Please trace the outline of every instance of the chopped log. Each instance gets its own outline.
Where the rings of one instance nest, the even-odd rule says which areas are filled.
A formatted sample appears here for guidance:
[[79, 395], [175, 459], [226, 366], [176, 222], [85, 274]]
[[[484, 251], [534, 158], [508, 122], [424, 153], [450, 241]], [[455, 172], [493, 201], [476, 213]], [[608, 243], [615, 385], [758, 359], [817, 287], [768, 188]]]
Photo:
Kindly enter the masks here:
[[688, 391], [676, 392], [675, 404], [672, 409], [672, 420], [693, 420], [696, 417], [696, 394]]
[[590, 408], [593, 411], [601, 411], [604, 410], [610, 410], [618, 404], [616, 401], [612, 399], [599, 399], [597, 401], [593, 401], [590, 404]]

* Short problem
Rewrite the records above with "instance" switched to "occurrence" wherever it occurs, changing nothing else.

* Reply to the exercise
Please trace the outline of every occurrence of the chopped log. Each occurrence gets its own outline.
Where the rings of one occurrence nest, the even-odd rule says which areas are filled.
A formatted sample appears here for guidance:
[[79, 395], [175, 459], [226, 366], [176, 222], [85, 274]]
[[[484, 251], [534, 158], [508, 122], [424, 153], [450, 241]], [[455, 172], [493, 201], [476, 213]], [[608, 243], [615, 385], [758, 359], [817, 287], [768, 188]]]
Photo:
Kindly enter the masks here:
[[688, 391], [676, 392], [675, 404], [672, 409], [672, 420], [693, 420], [696, 417], [696, 394]]
[[590, 408], [593, 411], [601, 411], [604, 410], [610, 410], [618, 404], [616, 401], [612, 399], [599, 399], [597, 401], [593, 401], [590, 404]]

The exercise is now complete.